---------- LISTED RECORDS
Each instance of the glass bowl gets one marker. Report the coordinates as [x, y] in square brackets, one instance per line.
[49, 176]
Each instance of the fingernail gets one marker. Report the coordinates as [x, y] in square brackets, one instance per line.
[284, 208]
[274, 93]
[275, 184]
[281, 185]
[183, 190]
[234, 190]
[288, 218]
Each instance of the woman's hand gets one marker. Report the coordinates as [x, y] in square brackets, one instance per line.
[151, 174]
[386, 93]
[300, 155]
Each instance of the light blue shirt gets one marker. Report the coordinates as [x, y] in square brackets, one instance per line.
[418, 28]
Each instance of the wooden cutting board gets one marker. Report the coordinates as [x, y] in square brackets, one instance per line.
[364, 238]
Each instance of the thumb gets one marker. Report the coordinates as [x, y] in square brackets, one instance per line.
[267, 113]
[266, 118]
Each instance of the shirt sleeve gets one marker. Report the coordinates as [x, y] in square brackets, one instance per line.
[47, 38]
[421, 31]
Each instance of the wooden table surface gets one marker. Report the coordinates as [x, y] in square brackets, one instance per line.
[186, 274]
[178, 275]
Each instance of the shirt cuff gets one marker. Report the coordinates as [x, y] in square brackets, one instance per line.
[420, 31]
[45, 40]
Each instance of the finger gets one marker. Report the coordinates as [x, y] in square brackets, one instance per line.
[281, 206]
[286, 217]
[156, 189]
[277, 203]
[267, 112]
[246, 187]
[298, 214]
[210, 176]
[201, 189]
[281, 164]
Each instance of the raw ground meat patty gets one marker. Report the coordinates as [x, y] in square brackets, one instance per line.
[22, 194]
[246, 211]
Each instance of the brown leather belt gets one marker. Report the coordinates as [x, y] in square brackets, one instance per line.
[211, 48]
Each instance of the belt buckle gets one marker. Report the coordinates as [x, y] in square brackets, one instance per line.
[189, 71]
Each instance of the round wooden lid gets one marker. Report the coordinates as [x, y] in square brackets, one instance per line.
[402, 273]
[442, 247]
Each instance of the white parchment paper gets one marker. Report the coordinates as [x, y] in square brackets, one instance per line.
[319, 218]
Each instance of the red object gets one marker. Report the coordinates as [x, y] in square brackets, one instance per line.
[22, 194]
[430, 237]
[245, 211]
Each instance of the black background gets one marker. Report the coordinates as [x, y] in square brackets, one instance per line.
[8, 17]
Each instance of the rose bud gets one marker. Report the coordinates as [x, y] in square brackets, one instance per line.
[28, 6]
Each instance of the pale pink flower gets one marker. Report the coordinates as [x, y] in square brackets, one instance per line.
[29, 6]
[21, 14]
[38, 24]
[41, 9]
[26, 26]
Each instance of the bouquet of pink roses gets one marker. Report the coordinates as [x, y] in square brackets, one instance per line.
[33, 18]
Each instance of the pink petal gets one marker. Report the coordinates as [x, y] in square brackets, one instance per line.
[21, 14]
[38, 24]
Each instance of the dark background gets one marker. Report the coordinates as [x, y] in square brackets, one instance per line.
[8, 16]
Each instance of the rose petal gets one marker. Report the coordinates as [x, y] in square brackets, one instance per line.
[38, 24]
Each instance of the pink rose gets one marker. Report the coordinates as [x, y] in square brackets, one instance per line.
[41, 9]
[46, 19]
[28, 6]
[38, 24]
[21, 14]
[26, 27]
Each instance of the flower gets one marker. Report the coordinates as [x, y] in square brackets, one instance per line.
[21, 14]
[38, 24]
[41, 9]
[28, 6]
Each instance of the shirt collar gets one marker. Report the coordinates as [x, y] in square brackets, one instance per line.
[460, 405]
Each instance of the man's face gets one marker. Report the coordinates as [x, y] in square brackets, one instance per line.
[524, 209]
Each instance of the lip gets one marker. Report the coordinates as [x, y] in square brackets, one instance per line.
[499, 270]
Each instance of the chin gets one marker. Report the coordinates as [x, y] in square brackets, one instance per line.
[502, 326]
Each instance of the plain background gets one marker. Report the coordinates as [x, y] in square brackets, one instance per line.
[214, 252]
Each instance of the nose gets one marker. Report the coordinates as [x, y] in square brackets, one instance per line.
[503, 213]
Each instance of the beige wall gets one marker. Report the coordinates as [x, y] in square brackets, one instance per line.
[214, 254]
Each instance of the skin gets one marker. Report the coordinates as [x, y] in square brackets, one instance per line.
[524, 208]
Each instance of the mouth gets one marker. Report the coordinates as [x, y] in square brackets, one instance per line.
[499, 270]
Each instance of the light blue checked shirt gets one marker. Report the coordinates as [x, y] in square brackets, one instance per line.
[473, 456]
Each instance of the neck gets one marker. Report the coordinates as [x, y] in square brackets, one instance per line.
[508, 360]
--------------------
* [WORK INSTRUCTION]: Each entry must be reproduced verbatim.

* [RESULT]:
Each instance of the glass bowl gets one marker. Report the coordinates as [x, y] in square brackets, one instance per line.
[49, 176]
Each instance of the fingernail gets one marker. Report the coordinates as [x, y] in square brackets, one instance per line.
[284, 208]
[274, 93]
[275, 184]
[281, 185]
[183, 190]
[234, 190]
[288, 218]
Each instance of the woman's hand gets one marker. Report the coordinates as [x, y] in square brackets, one instance per line.
[151, 174]
[386, 93]
[300, 155]
Each instance of the light blue shirt gets one marker. Report the coordinates as [x, y] in square brackets, one instance per line.
[418, 28]
Each instance of the wooden cutting board gets one marker. Report the coordinates as [x, y] in square brackets, one instance per line.
[364, 238]
Each instance of the thumb gets one marker. Report the coordinates as [x, y] in square brackets, one instance per line.
[267, 113]
[266, 118]
Each instance of the shirt sleeve gets one marker. Report the coordinates as [x, y] in square brackets, one instance per line.
[47, 38]
[421, 31]
Each instance of the wooden table surface gets one marker. Report the coordinates as [x, y] in square brackets, one instance per line.
[186, 274]
[178, 275]
Each instance of the shirt cuff gets one marker. Report the coordinates as [x, y] in square brackets, one instance per line.
[420, 31]
[45, 40]
Each instance of the finger gets one marker. Report the coordinates as [x, y] in square brackets, one instance per line.
[281, 206]
[286, 217]
[156, 189]
[277, 203]
[267, 112]
[246, 187]
[298, 214]
[210, 176]
[201, 189]
[281, 164]
Each instance of the raw ground meat patty gets one marker. Report the coordinates as [x, y] in square brackets, one instance per line.
[22, 194]
[246, 211]
Each instance of the brown leather belt gets one marker. Report the coordinates as [x, y] in square brackets, one instance per line.
[211, 48]
Each instance of the belt buckle gets one marker. Report the coordinates as [x, y] in square brackets, one instance per line.
[189, 71]
Each instance of the round wooden lid gets one marker. Report the coordinates as [x, y] in square brackets, one instance per line.
[402, 273]
[442, 247]
Each instance of the white parchment paper gets one marker. Report the coordinates as [x, y] in square brackets, one instance per line.
[319, 218]
Each instance of the red object gets one marker. Report the coordinates as [x, y] in square brackets, one instance per line.
[22, 194]
[430, 237]
[245, 211]
Each instance of the black background gets one marker. Report the coordinates as [x, y] in square brackets, one instance per line.
[8, 17]
Each instance of the rose bud gets one marker. Report the coordinates as [x, y] in square brackets, one instance per line.
[28, 6]
Each instance of the pale pink flower gets one marker. Report the coordinates as [x, y] in square brackets, one instance per line.
[29, 6]
[21, 14]
[38, 24]
[41, 9]
[26, 26]
Each instance of the bouquet of pink roses gets one marker. Report the coordinates as [x, y] in square brackets, one instance per line.
[33, 18]
Each instance of the pink petal gets one marker. Report the coordinates as [x, y] in square brackets, one instance per line.
[21, 14]
[38, 24]
Each instance of the dark background gets one marker. Report the coordinates as [x, y] in square brackets, one instance per line.
[8, 16]
Each instance of the rose petal gets one marker. Report the coordinates as [x, y] in square brackets, one instance per line.
[38, 24]
Each instance of the pink rose gets one marker. Report the coordinates as [x, y] in square brackets, one instance per line.
[41, 9]
[46, 19]
[28, 6]
[38, 24]
[21, 14]
[26, 27]
Each instance of the flower gets one marker. Report the coordinates as [x, y] in square brackets, one instance per line.
[21, 14]
[38, 24]
[41, 9]
[28, 6]
Each instance of the shirt collar gets one marker. Report the coordinates as [x, y] in square brackets, one instance per line.
[460, 405]
Each instance of the man's face gets one marker. Report the coordinates as [x, y] in square brackets, one instance per line.
[524, 209]
Each instance of the lip gets one marker. Report the coordinates as [x, y] in square brackets, one instance per line.
[499, 270]
Each instance of the chin gets one marker. Report the coordinates as [x, y] in square brackets, one instance per line.
[502, 326]
Each instance of the plain background gets one marker. Report the coordinates as [x, y] in square brackets, one instance per line.
[214, 252]
Each instance of the nose gets one marker. Report the coordinates as [x, y] in square brackets, one instance per line.
[503, 213]
Each instance of the beige wall gets one marker. Report the coordinates as [x, y] in square brackets, one instance per line.
[214, 254]
Each instance of the skin gets one marker. Report the coordinates as [x, y] in square brackets, one instance per line.
[524, 208]
Each instance of the mouth gets one marker. Report the coordinates as [x, y] in square brackets, one instance per line.
[499, 270]
Each instance of the light blue checked shirt gets one marker. Report the coordinates as [x, y] in square brackets, one instance per line.
[473, 456]
Each instance of the neck gets one marker. Report the coordinates as [x, y] in square brackets, one instance per line.
[508, 360]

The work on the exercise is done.